▸ **Problem description**: Exactly as written, print each record in the listing.

# Start of Input records

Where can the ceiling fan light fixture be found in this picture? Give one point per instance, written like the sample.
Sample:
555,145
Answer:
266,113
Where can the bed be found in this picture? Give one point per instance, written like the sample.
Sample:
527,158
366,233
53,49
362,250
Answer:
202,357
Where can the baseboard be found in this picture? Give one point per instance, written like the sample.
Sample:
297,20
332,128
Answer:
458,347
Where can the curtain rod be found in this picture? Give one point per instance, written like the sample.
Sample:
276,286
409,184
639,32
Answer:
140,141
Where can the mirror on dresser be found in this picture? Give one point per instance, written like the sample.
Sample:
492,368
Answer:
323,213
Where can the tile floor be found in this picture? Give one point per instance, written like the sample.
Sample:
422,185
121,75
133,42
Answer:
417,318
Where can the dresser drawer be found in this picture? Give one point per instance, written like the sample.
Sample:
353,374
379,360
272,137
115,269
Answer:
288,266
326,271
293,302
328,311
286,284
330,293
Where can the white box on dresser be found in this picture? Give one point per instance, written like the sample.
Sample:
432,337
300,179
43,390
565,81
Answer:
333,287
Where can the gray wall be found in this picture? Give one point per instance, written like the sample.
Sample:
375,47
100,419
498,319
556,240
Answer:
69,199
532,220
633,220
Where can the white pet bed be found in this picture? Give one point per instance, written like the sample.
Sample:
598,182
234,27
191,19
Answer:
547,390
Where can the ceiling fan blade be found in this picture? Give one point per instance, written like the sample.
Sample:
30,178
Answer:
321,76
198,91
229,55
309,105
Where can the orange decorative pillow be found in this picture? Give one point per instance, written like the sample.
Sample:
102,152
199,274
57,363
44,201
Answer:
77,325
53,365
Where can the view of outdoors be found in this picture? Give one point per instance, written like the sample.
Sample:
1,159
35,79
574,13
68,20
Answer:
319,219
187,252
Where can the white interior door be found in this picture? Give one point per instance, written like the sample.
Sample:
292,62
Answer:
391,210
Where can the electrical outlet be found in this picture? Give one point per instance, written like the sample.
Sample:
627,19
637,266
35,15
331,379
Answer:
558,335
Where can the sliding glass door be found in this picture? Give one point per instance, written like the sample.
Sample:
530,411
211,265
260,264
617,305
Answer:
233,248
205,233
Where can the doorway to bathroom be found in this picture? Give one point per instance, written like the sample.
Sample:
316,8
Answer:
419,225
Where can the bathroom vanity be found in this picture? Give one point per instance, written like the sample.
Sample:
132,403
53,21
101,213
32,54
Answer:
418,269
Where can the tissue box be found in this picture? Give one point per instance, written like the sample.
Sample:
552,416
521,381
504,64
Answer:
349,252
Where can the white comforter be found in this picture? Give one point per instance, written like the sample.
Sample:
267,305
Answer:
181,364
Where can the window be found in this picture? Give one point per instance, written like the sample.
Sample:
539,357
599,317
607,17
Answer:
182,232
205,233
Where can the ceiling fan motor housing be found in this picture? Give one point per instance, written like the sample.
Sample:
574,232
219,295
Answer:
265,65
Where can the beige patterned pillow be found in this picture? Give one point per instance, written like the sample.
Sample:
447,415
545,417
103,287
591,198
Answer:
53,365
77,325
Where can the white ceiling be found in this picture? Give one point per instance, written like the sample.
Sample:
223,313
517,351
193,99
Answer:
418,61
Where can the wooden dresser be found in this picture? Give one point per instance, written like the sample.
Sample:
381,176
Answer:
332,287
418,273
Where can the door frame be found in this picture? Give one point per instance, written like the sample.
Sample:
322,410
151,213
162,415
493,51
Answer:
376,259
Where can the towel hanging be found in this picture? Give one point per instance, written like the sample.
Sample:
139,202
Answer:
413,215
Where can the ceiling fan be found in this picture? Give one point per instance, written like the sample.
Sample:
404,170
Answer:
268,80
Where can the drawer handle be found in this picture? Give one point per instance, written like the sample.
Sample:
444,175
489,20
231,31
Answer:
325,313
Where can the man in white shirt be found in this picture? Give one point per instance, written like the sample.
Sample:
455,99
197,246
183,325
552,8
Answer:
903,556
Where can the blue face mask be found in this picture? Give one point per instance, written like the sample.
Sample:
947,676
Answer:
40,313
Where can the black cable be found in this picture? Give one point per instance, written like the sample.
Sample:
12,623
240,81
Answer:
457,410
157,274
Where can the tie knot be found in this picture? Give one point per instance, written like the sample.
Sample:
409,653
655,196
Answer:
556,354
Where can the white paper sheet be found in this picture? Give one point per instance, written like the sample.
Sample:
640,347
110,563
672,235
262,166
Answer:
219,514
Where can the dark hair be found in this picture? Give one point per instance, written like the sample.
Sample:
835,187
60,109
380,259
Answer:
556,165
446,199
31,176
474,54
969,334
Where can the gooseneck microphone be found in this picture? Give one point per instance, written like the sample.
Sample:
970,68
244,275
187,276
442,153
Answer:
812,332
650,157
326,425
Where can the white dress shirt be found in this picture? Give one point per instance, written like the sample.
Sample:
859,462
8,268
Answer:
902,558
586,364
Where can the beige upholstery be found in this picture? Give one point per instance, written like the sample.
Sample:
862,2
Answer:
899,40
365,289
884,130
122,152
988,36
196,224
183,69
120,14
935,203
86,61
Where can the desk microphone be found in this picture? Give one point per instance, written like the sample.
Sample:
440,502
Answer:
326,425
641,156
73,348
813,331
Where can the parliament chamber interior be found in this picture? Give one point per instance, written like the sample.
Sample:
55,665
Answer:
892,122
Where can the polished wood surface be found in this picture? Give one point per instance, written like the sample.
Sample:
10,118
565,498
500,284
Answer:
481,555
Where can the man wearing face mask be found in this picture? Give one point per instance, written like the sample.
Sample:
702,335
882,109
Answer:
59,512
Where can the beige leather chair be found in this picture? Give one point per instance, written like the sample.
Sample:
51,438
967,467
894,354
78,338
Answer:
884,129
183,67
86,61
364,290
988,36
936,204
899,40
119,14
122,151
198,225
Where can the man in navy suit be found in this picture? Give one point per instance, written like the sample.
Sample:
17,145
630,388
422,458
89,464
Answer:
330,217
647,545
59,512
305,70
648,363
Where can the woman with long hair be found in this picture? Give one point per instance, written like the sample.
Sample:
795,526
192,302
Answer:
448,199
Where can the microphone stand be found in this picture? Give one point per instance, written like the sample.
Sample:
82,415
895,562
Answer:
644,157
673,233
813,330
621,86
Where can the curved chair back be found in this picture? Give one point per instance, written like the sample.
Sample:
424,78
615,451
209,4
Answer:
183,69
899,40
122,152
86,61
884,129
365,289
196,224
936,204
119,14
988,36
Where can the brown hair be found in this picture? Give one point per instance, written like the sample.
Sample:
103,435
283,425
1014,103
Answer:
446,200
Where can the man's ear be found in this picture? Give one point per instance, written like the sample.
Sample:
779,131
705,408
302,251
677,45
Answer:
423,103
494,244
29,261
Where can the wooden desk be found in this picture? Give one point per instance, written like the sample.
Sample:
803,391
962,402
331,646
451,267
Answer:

# End of Input records

▸ **Exercise response**:
Where can the ceiling fan light fixture be found in this picture? Give one point per instance, written like the sample.
Sample:
555,145
Answer:
266,113
Where can the bed be found in this picture? Give one point per instance, written like the sample.
Sample:
527,158
366,233
53,49
362,250
Answer:
202,357
Where can the baseboard be found in this picture? Give one point per instance, written like the sample.
Sample:
297,20
332,128
Answer:
458,347
Where can the curtain rod be found in this picture? Give one point per instance, written like the sample.
Sample:
276,286
409,184
639,32
Answer:
140,141
Where can the mirror on dresser be found in this picture? Give one point per instance, written like the sample.
Sample:
492,368
Answer:
323,213
Where can the tile floor be found in this picture? Give one point per instance, written like the sample.
Sample:
422,185
121,75
133,42
Answer:
417,318
Where can the dresser drawer be found in this picture? Give one point per instance, written like the sample.
Sample:
353,374
379,360
272,137
115,269
Answer:
288,266
326,271
293,302
328,311
286,284
330,293
Where can the white box on dresser be found in this picture? Give one point per instance, written like the sample.
Sample:
432,337
300,179
43,390
565,81
Answer:
333,287
Where can the gray wall be found in this picture? Give one point per instance, written like the sample.
Sample:
375,47
100,419
498,319
556,240
Answer:
69,199
532,220
633,220
Where can the white pet bed be found in this picture? Give one point per instance, written like the sample.
Sample:
598,182
234,27
191,19
Answer:
547,390
Where can the ceiling fan blade be found in this picture? Give one point per instance, written like the sample.
Sample:
30,178
Answer:
321,76
198,91
229,55
309,105
Where can the orange decorative pillow be found in this picture? Give one point per instance, written like the sample.
Sample:
102,152
199,274
57,363
44,201
Answer:
77,325
53,365
Where can the view of outdoors be found in this picture? Give one point per instance, written like the sample.
Sample:
1,159
35,79
574,13
68,20
Answer:
319,219
187,252
Where can the white interior door be found in this picture? Give one point per instance, written like the sample.
Sample:
292,62
Answer:
391,210
Where can the electrical outlet be found in this picture? Give one point per instance, written like the sample.
Sample:
627,19
637,266
35,15
331,379
Answer:
558,335
Where can the sliding glass door be found in this picture? Give one point per instance, written like the sample.
Sample:
530,411
211,265
260,264
617,305
Answer:
233,248
205,233
Where can the doorway to bathroom be found in this picture? Give one point per instance, written like the sample.
Sample:
316,8
Answer:
419,225
Where can the bathroom vanity be found in this picture? Give one point per instance, written like the sample.
Sample:
132,403
53,21
101,213
32,54
Answer:
418,269
Where can the tissue box be found in this picture? Give one point per instance, written like the sample.
Sample:
552,416
521,381
504,64
Answer:
349,252
Where can the white comforter be found in this picture? Give one point per instance, written like the sample.
Sample:
267,305
Answer:
181,364
Where can the window be found in this picture? Give one point per instance, written like the sample.
Sample:
539,357
599,317
607,17
Answer:
182,232
205,233
Where can the ceiling fan motor housing be found in this picture? Give one point per instance, written like the sample.
Sample:
574,232
219,295
Answer:
265,65
Where can the beige patterned pillow be found in this picture? Give one point per instance, written like the sample.
Sample:
447,415
545,417
103,287
591,198
Answer:
53,365
77,325
Where can the white ceiling be found in this picture? Give one point per instance, written like the sample.
Sample:
223,313
517,351
193,99
Answer:
418,61
Where can the wooden dresser be found in this picture? Give one point per instance, written like the sample.
Sample:
381,176
Answer:
332,287
418,273
Where can the door frame be found in this picture? Give one point per instance, written like the sample.
Sample:
322,410
151,213
162,415
493,51
Answer:
376,259
Where can the towel hanging be found in this picture? Give one point per instance, written like the sample.
Sample:
139,202
Answer:
413,215
Where can the ceiling fan be found in this picture? Give one point per instance, written like the sample.
Sample:
404,170
Answer:
268,80
Where can the drawer handle be found in this picture? Give one point per instance, written like the sample.
Sample:
444,175
489,20
231,31
Answer:
325,313
Where can the man in white shirt be found in this picture? Give one point per instance, written like the sample.
Sample:
455,99
197,246
183,325
552,8
Answer:
903,556
Where can the blue face mask be found in this picture? Give one point per instance, written like the sample.
Sample:
947,676
Answer:
40,313
Where can the black cable be found in this picture? Give one point per instance, written like the sample.
Sample:
12,623
240,81
Answer:
457,410
157,274
Where can the tie knot be found in this picture? Give one point per instance, written like the sample.
Sample:
409,653
655,196
Answer:
556,354
Where can the white paper sheet be found in this picture? Give one point per instance, written like the sample.
Sample:
640,347
110,563
672,235
262,166
Answer:
219,514
Where can the dark hair be found in this picture? Give one point per instance, written like the sample.
Sample:
835,187
60,109
380,259
Answer:
556,165
446,199
31,176
474,54
969,334
Where can the gooseneck microphone be found in this picture? Give one point per instance, written like the sample.
Sample:
970,68
244,275
187,276
442,153
Answer:
812,332
650,157
326,425
Where can the white dress shirt be found in this picture? Give one point per instance, written like the sample.
Sample:
859,462
8,268
Answer:
902,558
586,364
Where can the beige upholstery be found in this picture? Give one point per instance, written like the sample.
Sample:
862,2
Answer:
899,40
365,289
884,130
122,152
988,36
196,224
183,69
120,14
935,203
86,61
Where can the desk microphone be found in this picture? Give one point per instance, written like the sample.
Sample:
440,502
Answer:
326,425
641,156
73,348
813,331
Where can the parliament chamber interior be found in this picture? Give one point per instance, written like the sample.
Sample:
55,665
Answer:
892,122
Where can the polished wood surface be found in this picture? Give one point per instance, written like the sample.
Sample:
10,118
565,498
500,284
Answer:
481,555
Where can the man wearing face mask be found in this picture? Give one point per instance, written like the sample.
Sample:
702,335
882,109
Answer:
59,512
Where can the beige leather chair be found in this picture? Give one point per instance, written like the sample.
Sample:
51,438
967,467
894,354
78,338
Answer:
884,129
183,67
86,61
364,290
988,36
936,204
899,40
119,14
122,151
198,225
Where can the man in navy suit be found in this picture? Give one point per instance, written like the sample.
Sample:
17,145
630,388
422,458
89,464
Answer:
330,217
647,545
59,512
305,70
648,363
Where can the woman with long hair be found in this picture? Give one point per instance, written like the sample.
Sample:
795,526
192,302
Answer:
448,199
Where can the microphone stand be found in this picture? Give one point per instance, written like the sample.
Sample:
82,415
895,562
Answer:
644,157
673,233
813,330
621,86
Where can the curved chair back be found in this picture? Give one point per instance, written like the sample.
Sample:
424,78
615,451
209,4
Answer:
183,69
899,40
122,152
86,61
884,129
365,289
196,224
936,204
119,14
988,36
Where can the brown hair be found in this picture? Give one point per instance, written like the sample.
Sample:
103,435
283,425
1014,103
Answer:
446,200
Where can the man's ear be found in this picture? Give one point per instance, written like the sample.
Sample:
779,131
705,408
302,251
677,45
Answer:
423,103
494,244
29,261
Where can the wooden desk be found in this picture? Give one point per instance, written like the sample.
Sample:
803,391
962,402
331,646
451,267
Answer:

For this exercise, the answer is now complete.